Continue the dated blog post about two weeks of being sick, starting right after its last sentence.

++++ EXTRACT

Sunday, April 01, 2007
I completely forgot to write in here last week. I was having such a hard time holding it all together that blogging kind of fell by the wasteside.
Week 1 of illness was very sad. I detest lying at home, wasting time, feeling horrible and knowing that every day I spend out of work is another day of lost income and lost favour at a new job.
My anxiety got so bad that my mother actually came over to give me sedatives. I eventually got over the fact that they dissolve unpleasantly under your tongue, tasting like old-fashioned blackboard chalk, and the fact that I got the Ramones "I Wanna Be Sedated" in my head every time I took one ("Twenty-twenty-twenty four hours to go. I wanna be sedated."). But they made me feel horribly groggy and stoned on the bus the next morning, so I stopped taking them. So much for my glamorous lifestyle as a presription-pill-popping debutante. I don't have the blue blood for that lifestyle anyway.
Week 2 of illness felt somewhat more proactive, as I was back at work and actually making money, but my voice would give out in my first class and I would spend the rest of the day speaking like swimming in sand. Most painful, and unpleasant. Thursday, my ten-hour teaching day, was particularly unfun. At least my students were sweet and my employer was understanding.

++++++++
++++ PROVIDED MATERIAL

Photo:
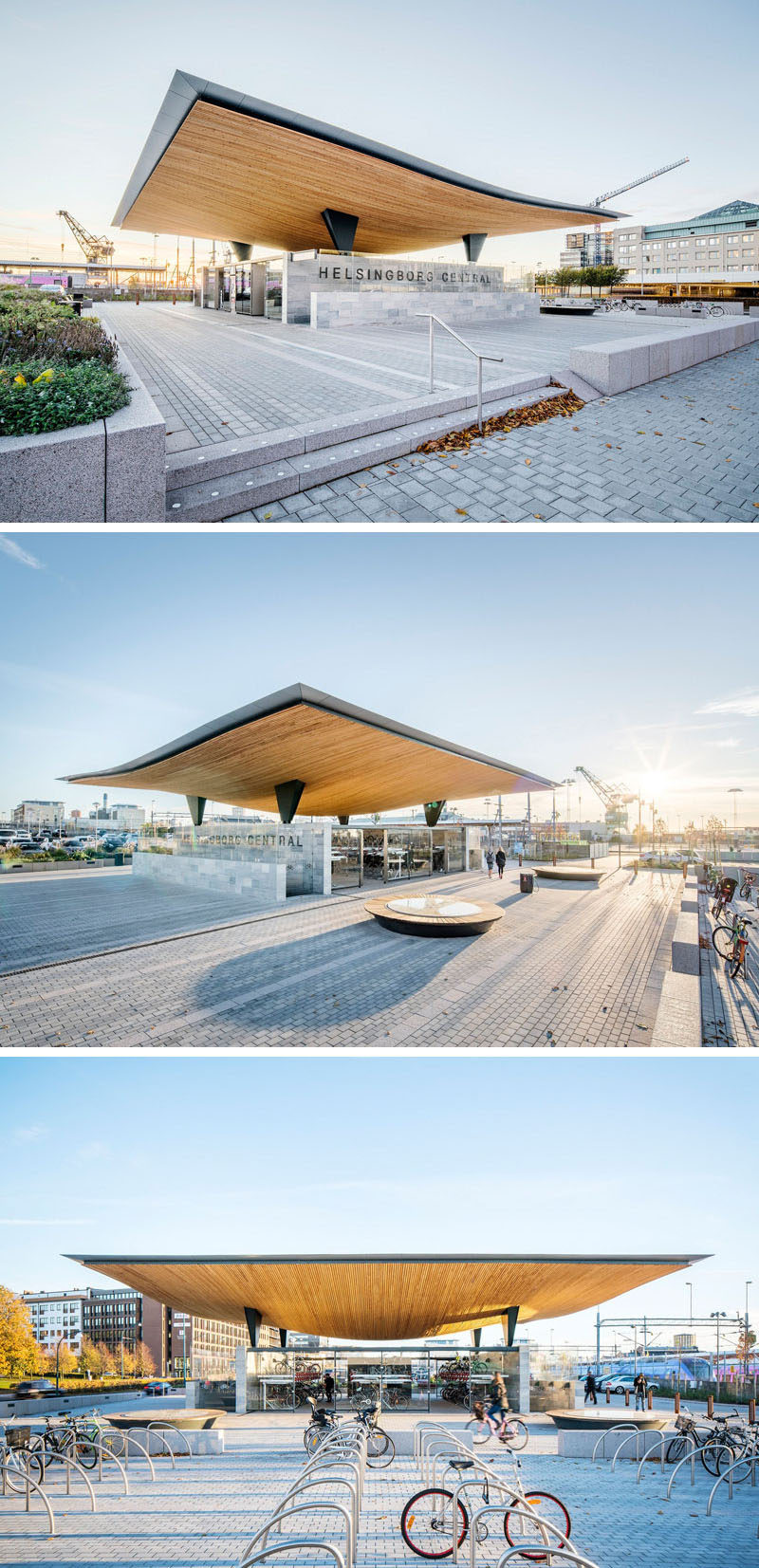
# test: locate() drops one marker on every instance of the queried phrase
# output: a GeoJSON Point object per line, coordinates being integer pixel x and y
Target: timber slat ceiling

++++++++

● **WRITTEN ANSWER**:
Friday was strange, since in my third class one of my students asked the inevitable "do you have a boyfriend?" I said no, and this was followed by "but why? You are so beautiful!" Apparently one can dodge a lot of questioning by shrugging and smiling. Friday was a day rife with gay jokes at work. What a quagmire. There must be a way to object without sounding overly PC or well, gay.
I'm still pretty weak heading into Week 3, and even my kitten has more energy than I do. I can sleep for 12 hours and feel like I've scarcely shut my eyes. But enough complaining.
I did take a photo of cherry blossoms for the girl I kinda sorta like, though I had to wait an entire week for the sun to come out enough to facilitate photography. I enlarged it, framed it, wrapped it, wrote her a card, wrapped some fresh cherry blossoms in ribbon on top, and then had to wait until 9:00 the night of her birthday for her to come by and pick it up. She sent me a mysterious email two days later that read: "I know that you must have put a lot of thought and effort into the picture, frame, finding the card, writing the card, and the branch. None of it has been unnoticed."
Whatever that means. Then she invited me to a concert, which I had to decline cause I had plans to go down to the Drive with Em for what she called "chick watching." The girl is hard to read. I'm definitely not hopeful.
Taking one's time has it downsides, though. I met a neat girl at a party in Whistler a few months ago, but waffled about her, thinking she probably wasn't my type. I saw her another couple of times, always at a club, and started to think she was actually really neat. She's an honest-to-god airplane pilot, and spends her days jetting between various cities. She's a neat girl, but I spent too long undecided and now she's seeing someone else. Dang. And here I was thinking the early worm gets eaten by the bird.
My satisfaction with being single is still there for the most part, though now I've started having these strange moments of longing.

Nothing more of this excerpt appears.